* Source passage *

*** Block opens ***

Sutton:“So Pedro. That spectacular thing you said about your squad a while back was a complete pile of shite wasn’t it?”
Pedro: “I believe completely in my squad.”
Sutton:“Yes. But that piss-taking pile of shite was a piss-taking pile of shite that can’t be backed up by any supporting evidence whatsoever. Can it?”
Pedro: “I believe completely in my squad and do not need to defend it.”
Sutton:“Seriously Pedro? You spoke a completely piss-taking pile of shite about how you had the best squad in Scotland, and we’ve then seen it toil. Hasn’t your piss-taking pile of shite been proven to be the biggest pile of piss-taking shite ever unleashed upon Scottish football? And I say that as someone who saw David Tanner and Neil McCann fronting coverage of the domestic game for years on end.”
Pedro: “I completely believe in my squad and do not need to argue about it.”
Sutton:“OK then Pedro. You said a completely piss-taking pile of shite that you refuse to acknowledge was a completely piss-taking pile of shite. You clearly somehow think that I am the piss-taking shite-piling one. So I will ask you a VERY simple question….
“Are you seriously saying that you wouldn’t swap any of your SPFL non-crushing squad for players from Celtic, Aberdeen or the Leith Ladies Whist Drive? Are you really so determined to pile up your piss-taking shite like this in all it’s metaphor-mixing and stinking glory?”
Pedro: “I do not care about Celtic, Aberdeen or the Leith Ladies. I do not take the piss out of shite. Even if my caravan had the equipment to do so I would not permit it. I have no interest in any other team. Are those green boots that you are wearing Chris? I would not like to feel that you are taking the piss out of my pile of shite by wearing the colours of Celtic who I do not wish to talk about.”
Sutton:“So you agree that your piss-taking pile of shite WAS a piss-taking pile of shite? Are you not embarrassed, Pedro?”
Pedro: “I choose to take the piss as the Rangers* manager. That pile of shite is a Rangers* pile of shite. If you say it is a piss-taking pile of shite I am not going to argue with you. Because I choose to take the piss with a pile of shite comments in defence of my squad.”

*** Block closes ***

* Written task *
Can you condense Pedro's reply in the mock interview that begins "I do not care about Celtic" into a short bulleted list that keeps its main points?

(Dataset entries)
*** Block opens ***

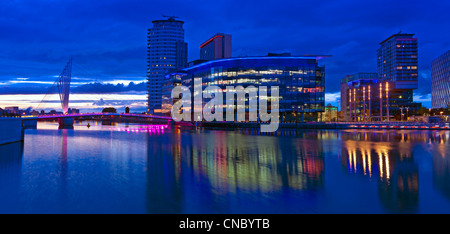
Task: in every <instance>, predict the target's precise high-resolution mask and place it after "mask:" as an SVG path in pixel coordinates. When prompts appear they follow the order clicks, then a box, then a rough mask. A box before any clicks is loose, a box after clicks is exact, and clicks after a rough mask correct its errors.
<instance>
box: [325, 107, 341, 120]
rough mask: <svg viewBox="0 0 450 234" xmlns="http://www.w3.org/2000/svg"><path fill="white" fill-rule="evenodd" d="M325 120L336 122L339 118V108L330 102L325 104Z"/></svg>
mask: <svg viewBox="0 0 450 234" xmlns="http://www.w3.org/2000/svg"><path fill="white" fill-rule="evenodd" d="M322 120H323V122H336V121H337V120H338V108H337V106H333V105H331V104H328V105H326V106H325V112H324V114H323V119H322Z"/></svg>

*** Block closes ***

* Written solution *
- He does not care about Celtic, Aberdeen or the Leith Ladies.
- He does not take the piss out of shite, and would not allow it even if his caravan had the equipment to do so.
- He has no interest in any other team.
- He asks whether Chris is wearing green boots. He says he would not like Chris to be mocking his pile of shite by wearing the colors of Celtic, a team he does not wish to talk about.